• PAGE TEXT

Massachusetts’ National Assessment of Educational Progress standardardized test scores fell to a 19-year low, surprising experts who thought kids would focus on schoolwork because both the Red Sox and Patriots weren’t that good.

Medical experts say that the virus’ evolution and Americans’ vaccination status have changed the Top 5 COVID symptoms. Sore throat, headache & nasal congestion still top the list, while ‘being hooked up to a respirator’ and ‘death’ dropped to 6 & 7.

McDonald’s is returning McRib to restaurants for what it’s calling the McRib Farewell Tour, saying customers should “enjoy the sandwich like it’s your last” – not because it won’t return again, but because of artery blockage caused by eating one.

Legendary journalist Bob Woodward, promoting a new audiobook featuring interviews with Donald Trump, calls Trump ‘dangerous’ and ‘a threat to democracy’. The audiobook’s title is: ‘Duh’.

Rishi Sunak of the Conservative Party is the new Prime Minister of the United Kingdom. He promised to bring his party and country together until he’s dumped in two weeks.

Rumors renewed that Vladimir Putin is battling cancer due to alleged ‘IV track marks’ on his hands, indicating possible chemotherapy. That, and he’s considering radiation treatment by detonating a dirty bomb in his house.

Two Australian men face felony charges for firing potatoes at e*scooter riders, leaving one of them blind in one eye. Attempts to replace the victim’s damaged eye with one from a potato failed.

• YOUR GOAL
In the news roundup, what is McDonald's calling the return of the McRib?

• SUPPLIED ENTRIES

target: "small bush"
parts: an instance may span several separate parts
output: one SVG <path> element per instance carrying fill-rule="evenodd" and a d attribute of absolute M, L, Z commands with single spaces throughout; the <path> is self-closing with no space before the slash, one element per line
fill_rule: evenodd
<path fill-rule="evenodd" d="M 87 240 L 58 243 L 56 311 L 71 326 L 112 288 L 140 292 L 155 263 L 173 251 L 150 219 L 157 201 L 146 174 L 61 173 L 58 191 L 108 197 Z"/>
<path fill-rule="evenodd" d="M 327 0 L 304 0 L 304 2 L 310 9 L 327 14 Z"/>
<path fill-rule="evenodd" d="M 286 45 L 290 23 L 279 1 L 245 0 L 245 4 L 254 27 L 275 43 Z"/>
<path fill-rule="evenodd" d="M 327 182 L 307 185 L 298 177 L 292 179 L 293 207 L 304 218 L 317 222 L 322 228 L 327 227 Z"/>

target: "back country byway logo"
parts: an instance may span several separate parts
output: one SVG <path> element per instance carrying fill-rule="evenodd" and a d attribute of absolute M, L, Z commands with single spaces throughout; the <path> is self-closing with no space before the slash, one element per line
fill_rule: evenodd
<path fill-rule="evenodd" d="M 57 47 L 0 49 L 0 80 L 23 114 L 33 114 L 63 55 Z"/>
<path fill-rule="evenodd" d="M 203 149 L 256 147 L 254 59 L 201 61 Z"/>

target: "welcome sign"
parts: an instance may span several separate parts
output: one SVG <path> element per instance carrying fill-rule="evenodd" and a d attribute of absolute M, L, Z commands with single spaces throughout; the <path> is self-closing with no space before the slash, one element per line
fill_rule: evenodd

• ANSWER SECTION
The McRib Farewell Tour